■ Tasks to perform ■
a) In the notebook excerpt on Bayesian regression, list each variable that the code sets to a plain number, along with its value.
b) Carry on writing the notebook excerpt on Bayesian regression from the point where it ends.

■ Excerpted passage ■

===

Let's define a prior:
$$
p(W) = {\cal N}(\mu,\Sigma)
$$
with $\mu=0$ and $\Sigma=1$.

In [None]:
from gaussian_toolbox.gaussian_algebra import pdf, conditionals

mu_prior = 0
sigma_prior = 1.0

# Construct prior
Sigma = jnp.array([sigma_prior ** 2.0 * jnp.eye(D)])
mu = mu_prior * jnp.ones((1, D))

# p(W)
p_W = pdf.GaussianDiagDensity(Sigma=Sigma, mu=mu) # p(W)

Now the likelihood:

$$
p(Y_i\vert x_i, W) = \frac{1}{\sqrt{2\pi \sigma_y^2}}\exp\left(-\frac{(Y_i - \underbrace{x_i}_{=M} W)^2}{2\sigma_y^2}\right)
$$

In [None]:
sigma_y = 0.2

# Construct likelihood
Sigma_lk = jnp.ones((N, 1, 1)) * sigma_y ** 2
M_lk = x[:, None]

# p(Y|W)
p_Y_given_W = conditionals.ConditionalGaussianDensity(M=M_lk, Sigma=Sigma_lk) # p(Y_i| X=x_i, W)

## Now let's put them together!

### Sequential fitting

Posterior update:

__Step F1__: Get new conditional posterior
$$
p(W\vert Y_i,x_i, (y,x)_{1:i-1}) = T_{\rm cond}\left[p(Y_i\vert x_i, W), p(W\vert (y,x)_{1:i-1})\right]
$$

__Step F2__: Condition on observation $y_i$
$$
p(W\vert (y,x)_{1:i}) = p(W\vert Y_i=y_i,x_i, (y,x)_{1:i-1})

===

■ Given information ■
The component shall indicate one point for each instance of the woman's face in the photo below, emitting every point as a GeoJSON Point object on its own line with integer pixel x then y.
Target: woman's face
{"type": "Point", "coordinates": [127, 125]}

===

■ Answers to the exercise ■
a)
mu_prior = 0
sigma_prior = 1.0
sigma_y = 0.2

b)
$$


Predictions for $x^*$:

__Step P1__: Create new likelihood term at $x^*$
$$
p(Y^*\vert x^*, W) = \frac{1}{\sqrt{2\pi \sigma_y^2}}\exp\left(-\frac{(Y^* - x^*W)^2}{2\sigma_y^2}\right)
$$
__Step P2__: Get marginal over $Y^*$:
$$
p(Y^*\vert x^*, (y,x)_{1:i-1}) = T_{\rm marg}\left[p(Y^*\vert x^*, W),p(W\vert (y,x)_{1:i})\right]
$$

In [None]:
# Initial posterior = prior
p_W_given_y = p_W

# Prediction

# STEP P1
x_star = x_range
N_star = x_star.shape[0]
M = jnp.reshape(x_star, (N_star, 1, x_star.shape[1]))
b = jnp.zeros((N_star, 1))
Sigma = sigma_y ** 2.0 * jnp.ones((N_star, 1, 1))
p_Ystar_given_W = conditionals.ConditionalGaussianDensity(M=M, b=b, Sigma=Sigma)
# STEP P2
p_Ystar = p_Ystar_given_W.affine_marginal_transformation(p_W_given_y)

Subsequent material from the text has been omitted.